→ **AIM OF THE TASK**: Please change every "simplified polygons" in the data below to "approximate polygons" and leave everything else unchanged.

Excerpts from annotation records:
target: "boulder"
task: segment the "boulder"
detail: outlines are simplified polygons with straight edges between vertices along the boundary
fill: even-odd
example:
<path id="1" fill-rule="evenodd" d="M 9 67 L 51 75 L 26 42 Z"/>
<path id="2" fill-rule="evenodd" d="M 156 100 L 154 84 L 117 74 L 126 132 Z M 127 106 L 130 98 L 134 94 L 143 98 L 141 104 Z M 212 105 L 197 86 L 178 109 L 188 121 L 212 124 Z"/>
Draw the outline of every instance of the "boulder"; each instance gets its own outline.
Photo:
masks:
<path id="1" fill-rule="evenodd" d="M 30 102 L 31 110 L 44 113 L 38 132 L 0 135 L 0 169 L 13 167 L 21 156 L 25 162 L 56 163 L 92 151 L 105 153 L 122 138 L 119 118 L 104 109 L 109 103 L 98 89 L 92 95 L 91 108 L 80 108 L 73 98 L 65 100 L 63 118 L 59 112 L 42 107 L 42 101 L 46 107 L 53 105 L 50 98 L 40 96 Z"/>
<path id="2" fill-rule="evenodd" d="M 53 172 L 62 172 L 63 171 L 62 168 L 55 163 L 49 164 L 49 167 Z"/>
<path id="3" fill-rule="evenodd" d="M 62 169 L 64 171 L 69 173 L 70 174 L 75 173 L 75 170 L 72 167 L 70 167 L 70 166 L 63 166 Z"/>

→ **ANSWER TO THE TASK**:
target: "boulder"
task: segment the "boulder"
detail: outlines are approximate polygons with straight edges between vertices along the boundary
fill: even-odd
example:
<path id="1" fill-rule="evenodd" d="M 9 67 L 51 75 L 26 42 Z"/>
<path id="2" fill-rule="evenodd" d="M 156 100 L 154 84 L 117 74 L 126 132 Z M 127 106 L 130 98 L 134 94 L 143 98 L 141 104 Z M 212 105 L 197 86 L 178 109 L 188 121 L 212 124 Z"/>
Draw the outline of every instance of the "boulder"; each instance gets its own outline.
Photo:
masks:
<path id="1" fill-rule="evenodd" d="M 30 102 L 31 110 L 44 113 L 38 132 L 0 135 L 0 169 L 13 167 L 21 156 L 25 162 L 56 163 L 92 151 L 105 153 L 122 138 L 119 118 L 104 109 L 109 103 L 98 89 L 92 95 L 91 108 L 80 108 L 73 98 L 65 100 L 63 118 L 59 112 L 42 107 L 42 101 L 46 107 L 53 105 L 50 98 L 40 96 Z"/>
<path id="2" fill-rule="evenodd" d="M 53 172 L 62 172 L 63 171 L 62 168 L 55 163 L 49 164 L 49 167 Z"/>
<path id="3" fill-rule="evenodd" d="M 62 169 L 64 171 L 69 173 L 70 174 L 75 173 L 75 170 L 72 167 L 70 167 L 70 166 L 63 166 Z"/>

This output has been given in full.